Give the records below again, swapping each "module" for "component" and changing nothing else.

Entries for labeling bounding boxes:
>> Begin

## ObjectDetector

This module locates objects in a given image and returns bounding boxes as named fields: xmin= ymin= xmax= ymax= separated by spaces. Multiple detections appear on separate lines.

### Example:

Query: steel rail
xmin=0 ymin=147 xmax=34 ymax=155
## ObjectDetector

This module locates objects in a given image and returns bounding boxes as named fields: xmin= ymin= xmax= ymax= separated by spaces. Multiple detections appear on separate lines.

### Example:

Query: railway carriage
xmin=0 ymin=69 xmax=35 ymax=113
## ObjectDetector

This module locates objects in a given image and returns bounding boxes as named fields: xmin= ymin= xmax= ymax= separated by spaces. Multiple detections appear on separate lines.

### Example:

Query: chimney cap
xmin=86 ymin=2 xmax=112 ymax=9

>> End

* [Solution]
## ObjectDetector

This component locates objects in a given image and returns bounding boxes as named fields: xmin= ymin= xmax= ymax= separated by spaces. Multiple detections appear on separate lines.

### Example:

Query: steel rail
xmin=0 ymin=147 xmax=34 ymax=155
## ObjectDetector

This component locates objects in a given image and returns bounding boxes as named fields: xmin= ymin= xmax= ymax= separated by spaces. Multiple detections appear on separate lines.

### Example:

Query: railway carriage
xmin=0 ymin=69 xmax=35 ymax=113
## ObjectDetector

This component locates objects in a given image and returns bounding boxes as named fields: xmin= ymin= xmax= ymax= separated by spaces. Multiple detections appear on separate lines.

### Example:

Query: chimney cap
xmin=86 ymin=2 xmax=112 ymax=9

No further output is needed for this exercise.